**** Input ****

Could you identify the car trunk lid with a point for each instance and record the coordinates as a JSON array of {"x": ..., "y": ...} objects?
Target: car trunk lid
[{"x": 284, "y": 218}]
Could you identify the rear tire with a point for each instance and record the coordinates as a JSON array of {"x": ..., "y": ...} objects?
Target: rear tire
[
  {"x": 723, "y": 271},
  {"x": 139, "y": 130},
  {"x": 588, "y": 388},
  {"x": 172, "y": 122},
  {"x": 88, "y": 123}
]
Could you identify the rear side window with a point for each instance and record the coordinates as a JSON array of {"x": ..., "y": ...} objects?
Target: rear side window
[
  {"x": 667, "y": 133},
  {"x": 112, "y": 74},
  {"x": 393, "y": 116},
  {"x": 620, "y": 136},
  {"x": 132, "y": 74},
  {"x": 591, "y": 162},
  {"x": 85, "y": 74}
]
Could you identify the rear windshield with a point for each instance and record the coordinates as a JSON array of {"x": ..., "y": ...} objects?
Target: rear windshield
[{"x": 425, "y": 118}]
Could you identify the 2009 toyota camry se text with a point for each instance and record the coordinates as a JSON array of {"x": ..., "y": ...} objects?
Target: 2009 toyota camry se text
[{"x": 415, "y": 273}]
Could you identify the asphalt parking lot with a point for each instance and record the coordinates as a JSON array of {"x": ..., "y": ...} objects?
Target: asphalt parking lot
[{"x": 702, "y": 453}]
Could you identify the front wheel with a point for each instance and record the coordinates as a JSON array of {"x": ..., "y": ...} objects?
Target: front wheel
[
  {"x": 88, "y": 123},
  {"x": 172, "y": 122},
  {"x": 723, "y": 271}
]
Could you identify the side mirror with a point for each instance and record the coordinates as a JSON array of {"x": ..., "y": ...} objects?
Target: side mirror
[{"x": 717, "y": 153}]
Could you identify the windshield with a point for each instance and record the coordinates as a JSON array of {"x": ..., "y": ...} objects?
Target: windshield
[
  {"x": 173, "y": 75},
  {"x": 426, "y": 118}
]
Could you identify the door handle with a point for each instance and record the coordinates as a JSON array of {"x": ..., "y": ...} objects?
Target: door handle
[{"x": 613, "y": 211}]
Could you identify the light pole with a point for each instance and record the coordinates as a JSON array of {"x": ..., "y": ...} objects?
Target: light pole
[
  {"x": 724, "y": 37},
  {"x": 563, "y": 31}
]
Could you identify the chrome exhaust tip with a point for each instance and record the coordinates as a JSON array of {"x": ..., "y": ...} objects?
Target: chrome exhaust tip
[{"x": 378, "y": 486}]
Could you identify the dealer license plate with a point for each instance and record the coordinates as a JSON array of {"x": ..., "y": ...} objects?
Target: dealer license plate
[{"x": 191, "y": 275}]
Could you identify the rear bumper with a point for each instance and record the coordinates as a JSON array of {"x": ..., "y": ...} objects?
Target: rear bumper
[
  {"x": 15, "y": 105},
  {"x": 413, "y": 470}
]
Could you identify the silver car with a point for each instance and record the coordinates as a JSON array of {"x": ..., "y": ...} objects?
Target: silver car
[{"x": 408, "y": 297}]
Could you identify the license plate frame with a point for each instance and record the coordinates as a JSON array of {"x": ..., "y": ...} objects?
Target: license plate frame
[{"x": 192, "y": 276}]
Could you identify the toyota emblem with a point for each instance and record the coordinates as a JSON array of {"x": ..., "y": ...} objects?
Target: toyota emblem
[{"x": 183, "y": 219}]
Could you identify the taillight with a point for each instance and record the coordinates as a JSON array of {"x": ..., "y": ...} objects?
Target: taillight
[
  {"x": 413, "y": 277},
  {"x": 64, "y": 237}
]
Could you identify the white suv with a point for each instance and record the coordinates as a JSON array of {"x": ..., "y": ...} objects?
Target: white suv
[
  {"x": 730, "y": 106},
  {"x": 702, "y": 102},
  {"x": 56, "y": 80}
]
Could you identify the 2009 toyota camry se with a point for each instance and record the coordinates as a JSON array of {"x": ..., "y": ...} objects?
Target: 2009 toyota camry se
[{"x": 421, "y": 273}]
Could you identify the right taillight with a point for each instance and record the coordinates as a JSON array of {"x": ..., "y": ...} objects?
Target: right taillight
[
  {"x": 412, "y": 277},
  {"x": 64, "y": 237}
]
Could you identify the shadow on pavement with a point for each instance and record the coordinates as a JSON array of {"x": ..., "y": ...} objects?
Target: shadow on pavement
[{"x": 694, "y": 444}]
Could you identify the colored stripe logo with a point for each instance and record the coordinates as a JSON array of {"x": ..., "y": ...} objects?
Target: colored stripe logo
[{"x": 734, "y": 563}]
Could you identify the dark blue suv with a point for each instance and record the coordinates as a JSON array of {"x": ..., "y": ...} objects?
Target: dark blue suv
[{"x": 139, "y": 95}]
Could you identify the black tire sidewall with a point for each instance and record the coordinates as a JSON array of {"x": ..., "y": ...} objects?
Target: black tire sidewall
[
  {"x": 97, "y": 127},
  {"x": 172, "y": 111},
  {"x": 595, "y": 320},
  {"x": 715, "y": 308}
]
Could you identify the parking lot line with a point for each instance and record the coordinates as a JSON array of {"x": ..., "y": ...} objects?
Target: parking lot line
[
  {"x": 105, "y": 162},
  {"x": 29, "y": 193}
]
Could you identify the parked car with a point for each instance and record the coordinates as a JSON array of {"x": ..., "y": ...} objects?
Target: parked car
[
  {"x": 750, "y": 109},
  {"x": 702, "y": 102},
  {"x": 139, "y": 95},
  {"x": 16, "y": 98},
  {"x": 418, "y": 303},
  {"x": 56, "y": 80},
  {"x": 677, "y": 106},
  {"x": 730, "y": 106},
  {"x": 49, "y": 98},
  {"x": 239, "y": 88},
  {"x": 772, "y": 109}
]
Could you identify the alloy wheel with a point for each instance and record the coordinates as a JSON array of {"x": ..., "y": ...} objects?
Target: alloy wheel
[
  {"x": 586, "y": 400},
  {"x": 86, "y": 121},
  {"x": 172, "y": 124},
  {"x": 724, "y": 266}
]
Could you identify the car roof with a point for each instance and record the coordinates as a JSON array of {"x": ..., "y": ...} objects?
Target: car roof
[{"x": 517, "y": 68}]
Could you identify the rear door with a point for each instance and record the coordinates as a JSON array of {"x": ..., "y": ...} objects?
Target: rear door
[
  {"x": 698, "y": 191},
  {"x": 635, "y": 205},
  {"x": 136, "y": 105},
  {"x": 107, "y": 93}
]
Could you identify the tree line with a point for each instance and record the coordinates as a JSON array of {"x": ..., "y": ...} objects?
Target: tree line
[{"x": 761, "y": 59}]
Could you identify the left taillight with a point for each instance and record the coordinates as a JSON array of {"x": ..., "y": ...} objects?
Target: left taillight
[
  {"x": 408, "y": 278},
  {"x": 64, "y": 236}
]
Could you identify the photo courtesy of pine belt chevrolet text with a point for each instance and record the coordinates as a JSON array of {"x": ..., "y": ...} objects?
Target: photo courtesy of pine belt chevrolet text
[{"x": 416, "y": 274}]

****

Required task -
Reproduce the complete set of lines precisely as supplied.

Written response -
Could you identify the car trunk lid with a point for each instance and record the coordinates as a JSON array of {"x": ..., "y": ...} objects?
Target: car trunk lid
[{"x": 284, "y": 218}]
Could you identify the rear tire with a point for each instance and record the coordinates as a JSON array of {"x": ..., "y": ...} objects?
Target: rear tire
[
  {"x": 723, "y": 271},
  {"x": 139, "y": 130},
  {"x": 588, "y": 388},
  {"x": 172, "y": 122},
  {"x": 88, "y": 123}
]
Could you identify the rear side window with a point for each instance and record the coordinates as a JSON array of {"x": ..., "y": ...} objects?
Target: rear side window
[
  {"x": 667, "y": 133},
  {"x": 112, "y": 74},
  {"x": 393, "y": 116},
  {"x": 620, "y": 136},
  {"x": 132, "y": 74},
  {"x": 591, "y": 162},
  {"x": 85, "y": 74}
]
Could you identify the rear windshield with a point for each instance and record the coordinates as a JSON array of {"x": ..., "y": ...} objects?
Target: rear windshield
[{"x": 425, "y": 118}]
Could you identify the 2009 toyota camry se text with a point for each instance and record the coordinates as a JSON array of {"x": ..., "y": ...} objects?
Target: 2009 toyota camry se text
[{"x": 415, "y": 273}]
Could you identify the asphalt parking lot with a point for each instance and record the coordinates as a JSON array of {"x": ..., "y": ...} objects?
Target: asphalt parking lot
[{"x": 702, "y": 453}]
Could you identify the front wheel with a point for each instance and record the coordinates as a JSON array of {"x": ..., "y": ...} objects?
Target: front wheel
[
  {"x": 88, "y": 123},
  {"x": 172, "y": 122},
  {"x": 723, "y": 271}
]
Could you identify the side mirror with a point for each instance and record the coordinates as a JSON array of {"x": ..., "y": ...} objects?
Target: side mirror
[{"x": 717, "y": 153}]
Could you identify the windshield with a point for each instance and record the coordinates as a JSON array of {"x": ..., "y": ...} objects?
Target: windshield
[
  {"x": 173, "y": 75},
  {"x": 426, "y": 118}
]
Could you identify the door handle with a point for each instance and record the coordinates as a JSON array of {"x": ..., "y": ...} objects?
Target: door handle
[{"x": 613, "y": 211}]
Could you identify the light pole with a point for each instance and record the coordinates as a JSON array of {"x": ..., "y": ...} objects?
Target: light pole
[
  {"x": 724, "y": 37},
  {"x": 563, "y": 31}
]
Could you identify the chrome exhaust tip with a point for each instance and record the coordinates as a JSON array of {"x": ..., "y": ...} objects?
Target: chrome exhaust tip
[{"x": 378, "y": 486}]
Could you identify the dealer license plate with a point for each instance and record the coordinates as a JSON array of {"x": ..., "y": ...} objects?
Target: dealer license plate
[{"x": 191, "y": 275}]
Could you identify the rear bumper with a point for each instance and record the coordinates as a JSON array of {"x": ..., "y": ...} objects?
Target: rear bumper
[
  {"x": 15, "y": 105},
  {"x": 413, "y": 470}
]
Could you identify the silver car with a point for each instance and record the coordinates as a JSON array of {"x": ..., "y": ...} objects?
Target: silver car
[{"x": 408, "y": 297}]
Could you identify the license plate frame with a point for each instance and record the coordinates as a JSON array of {"x": ..., "y": ...} objects?
Target: license plate frame
[{"x": 192, "y": 276}]
Could you identify the toyota emblem with a point for each instance and record the coordinates as a JSON array of {"x": ..., "y": ...} objects?
Target: toyota emblem
[{"x": 183, "y": 219}]
Could you identify the taillight with a point for each instance and record the coordinates as a JSON array of {"x": ..., "y": ...} objects?
Target: taillight
[
  {"x": 413, "y": 277},
  {"x": 64, "y": 237}
]
Could you identify the white suv with a point for each instance and record the coordinates as a JSON array of {"x": ..., "y": ...} objects?
Target: white suv
[
  {"x": 730, "y": 106},
  {"x": 702, "y": 102},
  {"x": 56, "y": 80}
]
Could you identify the 2009 toyota camry se with a point for each instance and record the coordinates as a JSON array of {"x": ..., "y": ...} objects?
Target: 2009 toyota camry se
[{"x": 421, "y": 273}]
Could you identify the right taillight with a point for each instance and record the coordinates as a JSON array of {"x": ..., "y": ...} objects?
Target: right taillight
[
  {"x": 412, "y": 277},
  {"x": 64, "y": 237}
]
Could you identify the shadow on pavement with a point for each instance and record the coordinates as a JSON array of {"x": ..., "y": ...} objects?
Target: shadow on pavement
[{"x": 694, "y": 444}]
Could you identify the colored stripe logo with a point for each instance and record the coordinates as a JSON array of {"x": ..., "y": ...} objects?
Target: colored stripe logo
[{"x": 734, "y": 563}]
Could you identify the dark blue suv with a point for each instance and record the coordinates as a JSON array of {"x": ..., "y": ...} objects?
Target: dark blue suv
[{"x": 139, "y": 95}]
Could you identify the black tire sidewall with a point for each instance and record the coordinates as a JSON array of {"x": ..., "y": ...} objects?
Target: black tire sidewall
[
  {"x": 97, "y": 127},
  {"x": 172, "y": 111},
  {"x": 595, "y": 320},
  {"x": 715, "y": 308}
]
Could you identify the parking lot line with a point for each instance and record the coordinates as a JSON array of {"x": ..., "y": ...} objects?
Target: parking lot line
[
  {"x": 105, "y": 162},
  {"x": 29, "y": 193}
]
Could you identify the parked car with a point for each instance and record the coordinates as a JSON array of {"x": ..., "y": ...} objects?
Target: parked car
[
  {"x": 750, "y": 109},
  {"x": 702, "y": 102},
  {"x": 139, "y": 95},
  {"x": 16, "y": 98},
  {"x": 418, "y": 303},
  {"x": 56, "y": 80},
  {"x": 677, "y": 106},
  {"x": 730, "y": 106},
  {"x": 49, "y": 98},
  {"x": 239, "y": 88},
  {"x": 772, "y": 109}
]
Could you identify the alloy wheel with a point for each instance and record the coordinates as a JSON array of {"x": ..., "y": ...} objects?
Target: alloy wheel
[
  {"x": 586, "y": 400},
  {"x": 86, "y": 121},
  {"x": 172, "y": 124},
  {"x": 724, "y": 266}
]
Could you identify the car roof with a point for each instance and record the coordinates as a JSON array of {"x": ..., "y": ...} objects?
Target: car roof
[{"x": 517, "y": 68}]
Could you identify the rear door with a point for each instance and record the coordinates as a JSON array of {"x": ..., "y": ...} objects?
Target: rear door
[
  {"x": 698, "y": 191},
  {"x": 635, "y": 205},
  {"x": 136, "y": 105},
  {"x": 107, "y": 93}
]
Could you identify the tree line with a point for each instance and record the coordinates as a JSON array of {"x": ..., "y": ...} objects?
Target: tree line
[{"x": 761, "y": 59}]
Could you identify the left taillight with a point for each instance and record the coordinates as a JSON array of {"x": ..., "y": ...} objects?
Target: left taillight
[
  {"x": 408, "y": 278},
  {"x": 64, "y": 236}
]
Could you identify the photo courtesy of pine belt chevrolet text with a point for each instance and record the coordinates as a JSON array of {"x": ..., "y": ...} objects?
Target: photo courtesy of pine belt chevrolet text
[{"x": 416, "y": 274}]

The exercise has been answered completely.